DATA TO USE —
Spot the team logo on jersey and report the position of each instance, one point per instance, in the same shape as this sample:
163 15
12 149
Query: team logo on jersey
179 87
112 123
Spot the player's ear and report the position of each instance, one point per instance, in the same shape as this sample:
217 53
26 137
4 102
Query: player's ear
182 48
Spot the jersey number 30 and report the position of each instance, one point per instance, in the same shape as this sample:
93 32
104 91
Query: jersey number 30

WHAT TO PRODUCE —
Reproduce all of the material above line for line, without altering any character.

FINISHED EXERCISE —
Spot the team logo on jersey and report the position of each instance, one point per instance, in the same shape as this sample:
163 15
12 149
Query: team logo on jersey
179 87
112 123
Spot the player's ear and report the position of each instance, one point per instance, in the same shape as this sample:
217 53
26 137
4 102
Query: player's ear
182 48
Spot the jersey number 30 and report the position of each instance, one point per instance, in the same shape as this sample:
93 32
104 91
Query: jersey number 30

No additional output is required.